## DOCUMENT EXCERPT
=-=-=

1. Introduction

To resolve a business problem, we may need to use a number of data mining models with different algorithms and different algorithm parameters. You should find the best one and deploy it into production. For this purpose, we need to measure a model’s accuracy, reliability, and usefulness.

Accuracy determines how well an outcome from a model correlates with real data. The standard methods to measure accuracy include lift charts, profit charts, and classification matrices.

Reliability assesses how well a data mining model performs on different datasets. This is often achieved by using cross validation. With cross validation, we partition the training dataset into many smaller sections. SSAS then creates multiple models on the cross sections using one section at a time as test data and other sections as training data, trains the models, and creates many different accuracy measures across partitions. If the measures across different partitions differ widely, the model is not robust on different training and test set combinations.

Usefulness measures how helpful the information gathered with data mining is. Usefulness is typically measured through the perception of business users, using questionnaires and similar means.

2. Measuring Accuracy

a. Lift Charts

A lift chart is the most popular way to show the performance of predictive models. Figure below shows a lift chart for the predictive models of the predicted variable (Bike Buyer) for the value 1 (buyers).

The chart shows four curved lines and two straight lines. The four curves show the predictive models (Decision Trees, Naïve Bayes, Neural Network, and Clustering), and the two straight lines represent the Ideal Model (top) and the Random Guess (bottom). The x-axis represents the percentage of population (all cases), and the y-axis represents the percentage of the target population (bike buyers).

From the Ideal Model line, you can see that approximately 48 percent of Adventure Works customers buy bikes. That means that, IDEALLY, if you could predict with 100 percent probability which customers will buy a bike and which will not, you would need to target only 48 percent of the population. On the other hand, the Random Guess line indicates that if you were to pick cases out of the population randomly, you would need 100 percent of the cases for 100 percent of bike buyers. Likewise, with 80 percent of the population, you would get 80 percent of all bike buyers, with 60 percent of the population 60 percent of bike buyers, and so on.

=-=-=

Bounding box annotation entries
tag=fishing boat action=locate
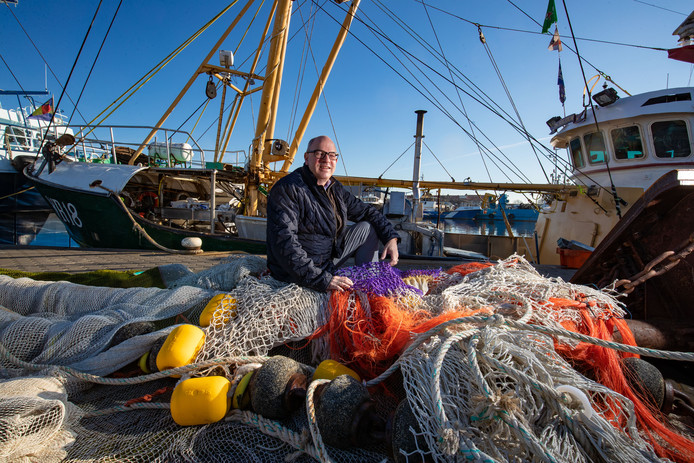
[17,0,691,264]
[0,0,694,463]
[0,90,69,245]
[536,87,694,264]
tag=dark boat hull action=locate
[36,181,266,254]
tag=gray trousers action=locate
[333,222,378,267]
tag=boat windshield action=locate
[651,120,692,158]
[569,138,585,169]
[583,132,607,164]
[610,125,644,159]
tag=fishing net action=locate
[0,256,694,462]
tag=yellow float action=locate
[171,376,231,426]
[157,325,205,377]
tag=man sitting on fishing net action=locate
[267,136,399,291]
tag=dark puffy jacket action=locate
[267,165,398,291]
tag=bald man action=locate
[267,136,400,291]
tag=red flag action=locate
[27,97,55,121]
[547,26,562,51]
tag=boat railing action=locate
[61,125,247,169]
[0,121,70,160]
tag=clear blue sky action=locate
[0,0,692,199]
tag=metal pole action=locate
[109,127,118,164]
[210,169,217,233]
[412,109,426,222]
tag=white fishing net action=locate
[0,256,692,463]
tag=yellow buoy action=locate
[171,376,231,426]
[138,352,151,374]
[311,359,361,381]
[200,293,236,326]
[157,325,205,378]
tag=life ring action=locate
[137,191,159,207]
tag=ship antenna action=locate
[562,0,626,219]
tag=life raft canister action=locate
[171,376,231,426]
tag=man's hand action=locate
[381,238,399,267]
[328,275,354,291]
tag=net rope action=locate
[0,256,694,463]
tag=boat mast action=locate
[412,109,426,222]
[277,0,361,172]
[246,0,361,215]
[128,0,255,166]
[246,0,292,216]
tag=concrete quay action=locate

=-=-=

## WRITTEN PROBLEM
Pick up the text on measuring data mining model accuracy with lift charts and continue it from its last sentence.

## WRITTEN RESPONSE
Data mining models give better results in terms of percentage of bike buyers than the Random Guess line but worse results than the Ideal Model line. From the lift chart, we can measure the lift of the data mining models from the Random Guess line. For example, if you take the highest curve, directly below the Ideal Model line, we can see that if we select 70 percent of the population based on this model, you would get nearly 88 percent of bike buyers. From the Mining Legend window, we can see that this is actually 87.49% for the Decision Trees model.

The value for Predict probability represents the threshold required to include a customer among the "likely to buy" cases. For example, to identify the customers from the decision tree model who are likely buyers, we would use a query to retrieve cases with a Predict probability of at least 32.54% (assuming we select 70 percent of the population). To get the customers targeted by the last model – the clustering model, we would create query that retrieved cases with a Predict Probability value of at least 41.50%.

It is interesting to compare the models. Still assuming we select 70 percent of the population, the decision tree model appears to capture more potential customers, but when you target customers with a prediction probability score of 32.5%, we also have a 67.5% chance of sending a mailing to someone who will not buy a bike. On the other hand, the clustering model captures less potential customers, but we have a less chance (58.5% = 1-41.5%) of sending a mailing to someone who will not buy a bike. Therefore, if we were deciding which model is better, we would want to balance the greater precision and smaller target size of the filtered model against the selectiveness of the basic model. This is better addressed with the Profit Chart discussed below.

The value for Score helps us compare models by calculating the effectiveness of the model across a normalized population. A higher score is better, so in this case we might decide that the decision tree model is the most effective strategy, despite the lower prediction probability. The Neural Network algorithm generates the second best, the Naïve Bayes algorithm generates the third best, and the Clustering algorithm generates the worst. Interestingly, the rank of score for the four models is consistent with the rank of target population.

b. Profit Chart

Profit chart answers the question: what is the correct percent of the population to target in order to maximize profit? Following is profit chart with four models.

The figure above is based on the following parameter settings:

Setting	Value	Comments
Predict value	1	[Bike Buyer] =1, meaning customers who are likely to buy a bike
Population	50,000	Set the value for the total target population Your database might contain many customers, but to save on mailing expenses you might choose to target only the 50,000 customers who are most likely to respond. You can get this list by running a prediction query and sorting by the probability output by the predictive model.
Fixed cost	5,000	The one-time cost of setting up a targeted mailing campaign for 50,000 people. This might include printing, or the cost of setting up an e-mail campaign. We enter $5,000.
Individual cost	3	Enter the per-unit cost for the targeted mailing campaign, $3. This amount will be multiplied by a number equal to or less than 50,000, depending on how many customers the model predicts are good prospects.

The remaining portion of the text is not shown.